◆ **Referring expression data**
--------------------------------
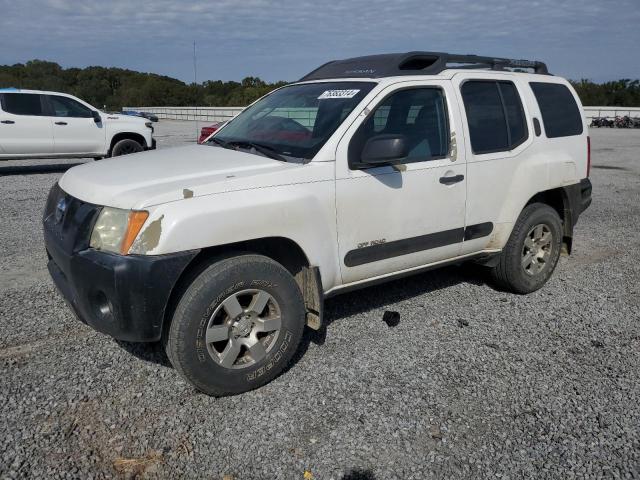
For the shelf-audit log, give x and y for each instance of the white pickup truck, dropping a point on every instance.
(35, 124)
(365, 170)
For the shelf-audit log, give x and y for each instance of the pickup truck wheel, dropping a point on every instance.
(532, 252)
(236, 326)
(125, 147)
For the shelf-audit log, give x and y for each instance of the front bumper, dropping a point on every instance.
(122, 296)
--------------------------------
◆ **What to do**
Only these lines should appear in the reply: the one containing "wheel, dropping a point on every instance.", the last line of the data, and all lines between them, each copied exactly.

◆ **The completed task**
For the shelf-audit log, give x and y for each instance of the pickup truck wheel, dropping a point on every instance.
(532, 252)
(236, 326)
(125, 147)
For the shelf-audit log, give x and y for each instance of the front bumper, dropping a point on every instance.
(122, 296)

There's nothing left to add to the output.